Print out the entries exactly, and include each one.
++++++++++++++++++++
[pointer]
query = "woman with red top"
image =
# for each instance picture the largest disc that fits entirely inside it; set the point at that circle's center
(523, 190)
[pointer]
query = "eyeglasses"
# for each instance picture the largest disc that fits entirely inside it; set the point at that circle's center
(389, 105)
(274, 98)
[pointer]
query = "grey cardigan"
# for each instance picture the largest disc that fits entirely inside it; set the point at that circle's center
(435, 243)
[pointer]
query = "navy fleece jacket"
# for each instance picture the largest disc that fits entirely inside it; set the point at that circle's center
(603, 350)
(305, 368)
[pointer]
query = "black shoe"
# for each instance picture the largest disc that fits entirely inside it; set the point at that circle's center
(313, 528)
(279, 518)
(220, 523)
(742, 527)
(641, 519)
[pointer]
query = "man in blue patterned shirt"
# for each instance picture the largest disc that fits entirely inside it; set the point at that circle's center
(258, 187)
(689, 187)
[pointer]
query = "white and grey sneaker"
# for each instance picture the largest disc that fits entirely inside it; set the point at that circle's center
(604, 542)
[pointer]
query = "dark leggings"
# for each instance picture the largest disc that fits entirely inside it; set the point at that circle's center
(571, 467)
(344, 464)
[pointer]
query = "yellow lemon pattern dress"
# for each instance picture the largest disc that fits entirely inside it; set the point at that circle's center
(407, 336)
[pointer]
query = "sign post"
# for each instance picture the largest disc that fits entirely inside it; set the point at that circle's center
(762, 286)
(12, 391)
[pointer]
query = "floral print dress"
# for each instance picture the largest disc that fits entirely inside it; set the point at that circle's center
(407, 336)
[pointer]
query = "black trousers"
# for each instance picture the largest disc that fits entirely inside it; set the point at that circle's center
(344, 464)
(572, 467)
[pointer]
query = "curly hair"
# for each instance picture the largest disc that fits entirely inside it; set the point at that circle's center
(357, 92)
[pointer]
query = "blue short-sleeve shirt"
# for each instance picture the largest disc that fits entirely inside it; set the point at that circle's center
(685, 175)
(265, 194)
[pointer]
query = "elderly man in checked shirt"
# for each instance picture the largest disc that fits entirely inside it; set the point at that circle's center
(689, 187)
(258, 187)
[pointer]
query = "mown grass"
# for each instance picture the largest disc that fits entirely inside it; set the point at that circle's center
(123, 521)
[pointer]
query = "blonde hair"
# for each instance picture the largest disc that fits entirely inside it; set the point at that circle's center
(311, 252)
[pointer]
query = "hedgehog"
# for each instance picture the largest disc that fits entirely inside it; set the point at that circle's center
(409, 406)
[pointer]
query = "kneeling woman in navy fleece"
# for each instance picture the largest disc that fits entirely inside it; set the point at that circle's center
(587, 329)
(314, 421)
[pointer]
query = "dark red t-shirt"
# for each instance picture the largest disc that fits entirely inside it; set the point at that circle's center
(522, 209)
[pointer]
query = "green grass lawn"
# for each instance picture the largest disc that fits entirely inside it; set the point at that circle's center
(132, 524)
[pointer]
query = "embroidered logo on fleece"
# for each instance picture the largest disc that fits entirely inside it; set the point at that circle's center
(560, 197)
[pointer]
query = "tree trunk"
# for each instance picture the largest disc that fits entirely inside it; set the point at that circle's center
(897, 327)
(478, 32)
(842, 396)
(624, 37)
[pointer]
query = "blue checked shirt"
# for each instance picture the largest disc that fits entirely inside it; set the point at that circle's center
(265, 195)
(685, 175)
++++++++++++++++++++
▶ Answer space
[pointer]
query = "woman with red top"
image =
# for each instance picture the largest disc that fits entirely inside it; set the point at that circle's center
(523, 190)
[pointer]
query = "eyeglasses"
# for each instance picture the largest disc that fits entirely inside it; set the point at that circle's center
(389, 105)
(274, 98)
[pointer]
query = "grey cardigan"
# for each instance picture the largest disc that fits entirely inside it; set the point at that circle's center
(435, 243)
[pointer]
query = "navy fleece jacket"
# for each instance picture the largest disc that fits entirely inside it; set the point at that circle's center
(603, 350)
(305, 368)
[pointer]
query = "black shoe"
# for each instance picture the largest disc that fits entirely inside it; set the point at that circle's center
(313, 528)
(279, 518)
(220, 523)
(742, 527)
(641, 519)
[pointer]
query = "man in blue patterned shirt"
# for each instance picture the largest disc that fits entirely inside it; set the point at that circle's center
(258, 187)
(689, 187)
[pointer]
query = "white and grey sneaker"
# for each instance picture the largest disc that fits entirely inside it; set the point at that circle's center
(604, 542)
[pointer]
query = "dark leggings"
# for each instance picture the largest disc that fits entirely inside it; set the point at that circle's center
(571, 467)
(344, 464)
[pointer]
query = "yellow lemon pattern dress"
# for each instance picture the largest disc that fits entirely inside it; set the point at that circle's center
(407, 336)
[pointer]
query = "sign post"
# for each instance picture the largest disc that fits entirely inside it; set the point at that circle's center
(762, 286)
(12, 391)
[pointer]
query = "floral print dress"
# for each instance picture the largest disc that fits entirely inside it; set the point at that circle's center
(407, 336)
[pointer]
query = "black trousers"
# for each instance picture the largest disc that fits entirely inside it; set the point at that circle's center
(344, 464)
(572, 467)
[pointer]
query = "curly hair"
# for each instance picture the largest disc that fits entirely inside it; set the point at that circle's center
(357, 92)
[pointer]
query = "blue short-sleeve shirt"
# for each instance picture the largest disc that fits entirely inside it; set the point at that circle's center
(685, 175)
(265, 194)
[pointer]
query = "elderly man in checked shirt"
# for each instance picture the largest disc that fits entirely inside it; set the point at that circle's center
(689, 187)
(258, 187)
[pointer]
query = "mown grass"
# for each instance picture the largest disc that fits entirely inside it; set the point at that circle's center
(123, 521)
[pointer]
query = "blonde hair"
# for each instance picture the largest disc that fits entirely inside it; set the point at that circle's center
(311, 252)
[pointer]
query = "hedgehog"
# for each instance picture the largest disc that fits entirely inside it; set the point at that circle's center
(409, 406)
[pointer]
query = "kneeling woman in navy fleece"
# for each instance picture the largest disc that fits entirely inside it; set the point at that circle's center
(587, 329)
(314, 421)
[pointer]
query = "dark red t-shirt"
# for each instance picture the largest disc that fits entirely inside it; set the point at that circle's center
(522, 209)
[pointer]
query = "green grass lawn"
# for each instance picture the largest disc that fits entirely inside it; set the point at that circle's center
(132, 524)
[pointer]
query = "embroidered logo on fleece"
# for each instance picture the largest disc that fits entirely inside it; set the point at that circle's center
(560, 197)
[pointer]
query = "tree trunk"
# for each instance picture the largest disc that fits entirely inside it; set the point at that circle's center
(897, 327)
(478, 32)
(842, 396)
(624, 37)
[pointer]
query = "blue checked shirt"
# for each instance picture the largest disc that fits entirely inside it; set the point at that circle's center
(265, 195)
(685, 175)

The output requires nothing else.